TASK PROMPT — Reproduce the full listing below word for word, leaving out the picture.

AVAILABLE DATA —
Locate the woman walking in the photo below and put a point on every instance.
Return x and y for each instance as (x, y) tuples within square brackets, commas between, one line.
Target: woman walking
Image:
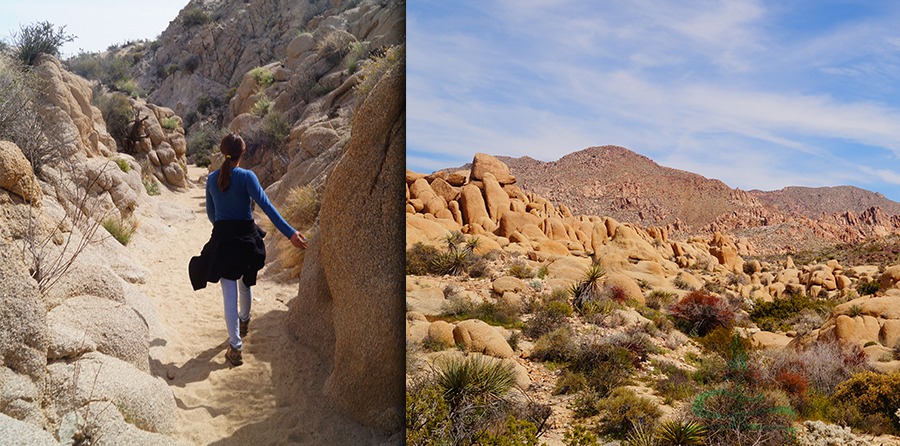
[(235, 252)]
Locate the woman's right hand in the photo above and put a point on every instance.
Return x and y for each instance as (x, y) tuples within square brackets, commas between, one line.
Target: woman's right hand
[(298, 240)]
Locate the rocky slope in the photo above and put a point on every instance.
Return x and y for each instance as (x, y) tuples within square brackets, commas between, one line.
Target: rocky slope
[(617, 182)]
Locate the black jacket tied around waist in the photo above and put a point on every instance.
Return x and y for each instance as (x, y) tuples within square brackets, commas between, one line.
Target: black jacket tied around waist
[(234, 250)]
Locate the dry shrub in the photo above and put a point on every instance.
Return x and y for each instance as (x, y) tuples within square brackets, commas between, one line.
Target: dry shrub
[(699, 312)]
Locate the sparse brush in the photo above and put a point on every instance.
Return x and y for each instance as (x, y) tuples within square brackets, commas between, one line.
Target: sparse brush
[(589, 288), (121, 230)]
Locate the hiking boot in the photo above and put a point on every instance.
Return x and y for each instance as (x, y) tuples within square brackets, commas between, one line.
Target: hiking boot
[(245, 325), (233, 356)]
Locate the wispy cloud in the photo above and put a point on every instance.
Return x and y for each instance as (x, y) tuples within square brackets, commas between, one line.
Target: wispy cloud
[(679, 82)]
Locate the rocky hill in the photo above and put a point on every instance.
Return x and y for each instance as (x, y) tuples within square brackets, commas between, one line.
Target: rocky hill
[(617, 182), (815, 202)]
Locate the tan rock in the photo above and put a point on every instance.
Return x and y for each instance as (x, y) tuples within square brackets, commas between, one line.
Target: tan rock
[(483, 163), (511, 222), (16, 174), (478, 336), (472, 204), (496, 199), (441, 332), (508, 284)]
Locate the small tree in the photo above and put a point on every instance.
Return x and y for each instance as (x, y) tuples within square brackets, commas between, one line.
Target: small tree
[(39, 38)]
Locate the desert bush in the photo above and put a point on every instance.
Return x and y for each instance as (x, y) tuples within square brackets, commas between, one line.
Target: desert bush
[(375, 69), (123, 165), (194, 17), (170, 123), (676, 384), (658, 299), (121, 229), (420, 259), (682, 284), (558, 345), (262, 77), (262, 105), (699, 312), (866, 288), (207, 102), (202, 143), (680, 433), (117, 113), (589, 288), (872, 394), (547, 317), (22, 121), (357, 52), (31, 41), (623, 410), (773, 315)]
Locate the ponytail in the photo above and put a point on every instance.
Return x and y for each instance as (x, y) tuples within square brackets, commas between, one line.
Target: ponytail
[(232, 146)]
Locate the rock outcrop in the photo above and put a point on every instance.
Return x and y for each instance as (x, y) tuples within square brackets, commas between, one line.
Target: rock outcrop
[(355, 270)]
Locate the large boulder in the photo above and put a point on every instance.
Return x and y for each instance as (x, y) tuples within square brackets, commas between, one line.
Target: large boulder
[(23, 318), (361, 227), (484, 163), (16, 174)]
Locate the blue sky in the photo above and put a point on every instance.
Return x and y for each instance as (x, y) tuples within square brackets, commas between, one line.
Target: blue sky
[(96, 23), (758, 94)]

WRITTEN ANSWER —
Locate the woman walking in the photo below and put a point on every instance.
Return x and y for each instance as (x, y) tuples within square brackets, commas between, one line.
Target: woman walking
Image:
[(235, 252)]
Locate the woman's right hand in the photo above and put a point on every instance.
Return x and y for each instance as (x, y) tuples within square brackets, commas between, one line.
Target: woman's right hand
[(298, 240)]
Locate the rocky slope in the photo above and put a point on every instance.
Return x and y for each instance as (x, y) tuples within square brackets, commas between, one line.
Target: rocky slope
[(617, 182)]
Locate the black jacket tied around waist in the photo above and put a point on every instance.
Return x and y for each instance as (x, y) tuples within square brackets, commas between, one line.
Target: black jacket tied around waist
[(234, 250)]
Locate the dry shrub in the photo above and put a point on every instance.
Return x and y for each instance as (x, y) tuples within square brackets, commas between, one line.
Target: dry shrub
[(699, 312)]
Locate the sparse brush in the photo above and put a point on every instance.
Return x and y for each instance as (x, y) tuples within square brackets, commas between, one line.
Target: sparse brush
[(589, 288), (121, 230)]
Locate the hiking boot in the photo above and put a point on every instance.
Return x and y for each instance as (x, y) tuples within square brackets, commas between, one line.
Target: hiking boot
[(245, 325), (233, 356)]
Locate the wispy cloud in the photo above and put a point on every instance.
Return x and y for each instance as (x, y) tuples within square brackets, commas between, one line.
Target: wispy cloud
[(679, 82)]
Locate the rocky hill in the photo above and put a point on every instance.
Return x and y for each instance as (x, y) tuples within square brackets, commas between, one line.
Target: rocky hill
[(617, 182), (815, 202)]
Locate the tan rock in the photo above and put a point on every instance.
Return x and y for each instance as (x, y) tuples within square brackets, commas between, one line.
Target: tan rock
[(483, 163), (511, 222), (16, 174), (478, 336), (472, 204), (496, 199), (441, 332), (508, 284)]
Locate the small tree in the photo above and put a point on every instance.
Return x and y for each instance as (x, y) tuples within square brackets, commas between, one line.
Target: small tree
[(39, 38)]
Locate the desert bush in the photo above and put a point on every instance.
Return x and y for each instance as (x, y) tuples within square brackets, commas between, one line.
Target: desert bush
[(375, 69), (123, 165), (194, 17), (170, 123), (676, 384), (658, 299), (121, 229), (420, 259), (682, 284), (558, 345), (262, 77), (262, 105), (699, 312), (866, 288), (207, 102), (202, 143), (680, 433), (117, 113), (589, 288), (872, 394), (547, 317), (22, 121), (357, 52), (31, 41), (623, 410), (773, 315)]
Locate the ponytail in the photo above and put a point on every instance.
Return x and y for each instance as (x, y) tuples within square brackets, commas between, one line.
Target: ponytail
[(232, 146)]
Locate the rock outcrop in the photo above and put a point on every instance.
Return x and y for each instance as (x, y) tuples within square brackets, commas between, one line.
Target: rock outcrop
[(355, 270)]
Locate the large boulder in the photo above and put a point on every instance.
Return x and y for each instance as (x, y) tuples within square brackets, commas between, one line.
Target: large boulder
[(23, 318), (361, 227), (484, 163), (16, 174)]
Locate the blue sky in the photo above and put a point on every instance.
Return x and y for each instance as (x, y) tuples within square brackets, commas between, one line.
Target: blue sky
[(96, 23), (758, 94)]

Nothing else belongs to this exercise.